[BEGIN Dataset excerpts]

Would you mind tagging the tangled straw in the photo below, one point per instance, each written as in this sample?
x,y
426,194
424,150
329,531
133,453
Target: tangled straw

[END Dataset excerpts]

**Aim**
Recast each line of the material above as a string in a JSON list, one string per line, and leave out any blank lines.

**Exercise answer**
[
  "Would you mind tagging the tangled straw in the photo below, one point per instance, each written as in this sample?",
  "x,y",
  "426,194",
  "424,150",
  "329,531",
  "133,453",
  "Target: tangled straw"
]